EXTRAIT CHOISI »
Par Jacques Ferber.

L’origine des conflits interpersonnels réside dans la peur et plus particulièrement dans notre difficulté à gérer des états émotionnels extrêmes. Quand deux personnes entrent dans leurs émotions, par exemple quand l’une à l’impression qu’elle est agressée par ce que vient de dire ou faire l’autre, et que la seconde réagit à la réaction de la première, les deux entrent dans un « ping-pong » agressif dominé par le système limbique et le tronc central. Quoi qu’elles disent, tout est interprété par leur système de défense qui voit chez l’autre une possible agression. Notre cerveau reptilien nous dit que nous sommes en danger et que nous devons réagir par l’une des réactions automatiques programmées génétiquement : la fuite, l’agression ou l’inhibition. Dans un couple, il va s’en suivre une « guerre des sexes » entre l’homme et la femme, chacun réagissant aux propos de l’autre.

Ce système de défense est d’autant plus présent que nos émotions ont été réprimées alors que nous étions enfant, par des comportements humiliants, culpabilisants ou des formes d’abus (sexuel ou affectif). Pour réagir à ces comportements, nous avons développé des stratégies de défenses internes. Notre système protecteur s’est développé et nous sommes vigilants à tout ce qui pourrait nous replonger dans les affres que nous avons connues. Ce sont nos blessures que nous avons maladroitement pansées et qui sont toujours à vif, hypersensibles et prêtes à saigner dès que nous interprétons les comportements d’autrui comme des tentatives de nous replonger dans cette douleur. Et ces protections se sont constituées sous la forme de tout un ensemble de murs défensifs, gardées par le mental et ses ensembles de croyances et de valeurs sur la vie.

OBJECTIF » Transcrivez fidèlement le passage de l'extrait sur les conflits interpersonnels qui va de « L’origine des conflits » à « propos de l’autre. ». La liste provient d'une autre source que l'extrait sur les conflits interpersonnels.

DONNÉES FOURNIES »
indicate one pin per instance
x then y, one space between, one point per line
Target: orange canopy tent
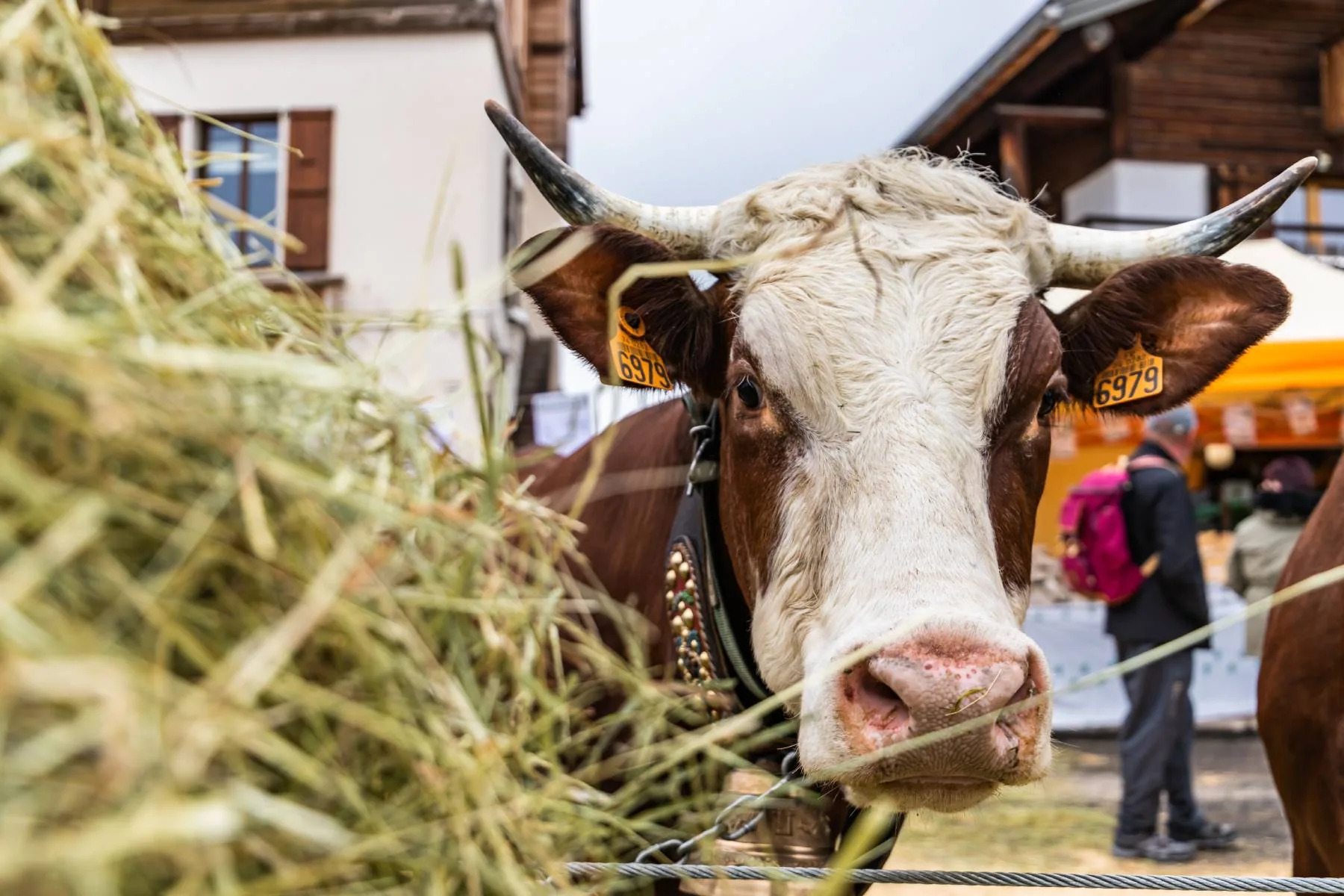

CORRIGÉ DÉTAILLÉ »
L’origine des conflits interpersonnels réside dans la peur et plus particulièrement dans notre difficulté à gérer des états émotionnels extrêmes. Quand deux personnes entrent dans leurs émotions, par exemple quand l’une à l’impression qu’elle est agressée par ce que vient de dire ou faire l’autre, et que la seconde réagit à la réaction de la première, les deux entrent dans un « ping-pong » agressif dominé par le système limbique et le tronc central. Quoi qu’elles disent, tout est interprété par leur système de défense qui voit chez l’autre une possible agression. Notre cerveau reptilien nous dit que nous sommes en danger et que nous devons réagir par l’une des réactions automatiques programmées génétiquement : la fuite, l’agression ou l’inhibition. Dans un couple, il va s’en suivre une « guerre des sexes » entre l’homme et la femme, chacun réagissant aux propos de l’autre.